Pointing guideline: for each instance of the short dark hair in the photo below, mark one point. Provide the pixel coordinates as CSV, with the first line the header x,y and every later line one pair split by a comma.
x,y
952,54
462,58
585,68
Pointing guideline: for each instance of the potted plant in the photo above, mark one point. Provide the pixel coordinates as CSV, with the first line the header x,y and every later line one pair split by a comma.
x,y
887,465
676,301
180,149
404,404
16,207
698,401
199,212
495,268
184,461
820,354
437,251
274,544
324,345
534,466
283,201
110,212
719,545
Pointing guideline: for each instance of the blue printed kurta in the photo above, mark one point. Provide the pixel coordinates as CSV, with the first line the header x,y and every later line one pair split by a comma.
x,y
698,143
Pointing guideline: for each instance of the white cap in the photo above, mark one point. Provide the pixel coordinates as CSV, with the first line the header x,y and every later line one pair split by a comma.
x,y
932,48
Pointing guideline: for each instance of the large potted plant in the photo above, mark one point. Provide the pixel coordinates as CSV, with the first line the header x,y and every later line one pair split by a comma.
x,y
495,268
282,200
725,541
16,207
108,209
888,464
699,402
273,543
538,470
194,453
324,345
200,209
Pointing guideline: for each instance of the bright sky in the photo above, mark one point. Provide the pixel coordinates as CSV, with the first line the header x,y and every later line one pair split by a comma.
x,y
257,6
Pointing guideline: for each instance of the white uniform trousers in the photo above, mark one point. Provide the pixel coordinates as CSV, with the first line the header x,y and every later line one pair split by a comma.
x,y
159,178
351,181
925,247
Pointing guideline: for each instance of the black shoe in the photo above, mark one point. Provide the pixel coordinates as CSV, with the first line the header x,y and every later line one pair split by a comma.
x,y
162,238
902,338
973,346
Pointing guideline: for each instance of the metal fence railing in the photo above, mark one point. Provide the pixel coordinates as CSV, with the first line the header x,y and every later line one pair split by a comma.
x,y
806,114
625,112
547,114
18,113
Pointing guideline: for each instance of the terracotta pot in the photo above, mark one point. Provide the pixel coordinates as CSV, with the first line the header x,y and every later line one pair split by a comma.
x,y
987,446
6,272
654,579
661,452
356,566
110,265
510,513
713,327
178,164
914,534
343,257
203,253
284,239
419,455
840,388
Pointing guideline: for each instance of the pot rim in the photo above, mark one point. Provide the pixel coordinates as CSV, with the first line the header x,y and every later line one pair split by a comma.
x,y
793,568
◇ ◇ ◇ ◇ ◇
- **Task details**: Starting at the line with "Pointing guideline: for each instance of the pot rim", copy each line through the end of the data, both ends included, and give nothing else.

- **Written solution**:
Pointing guideline: for each instance of the pot rim in the photo above, mark one point. Provide the pixel coordinates as CSV, with the first line the header x,y and every later line one pair split by a comma.
x,y
793,568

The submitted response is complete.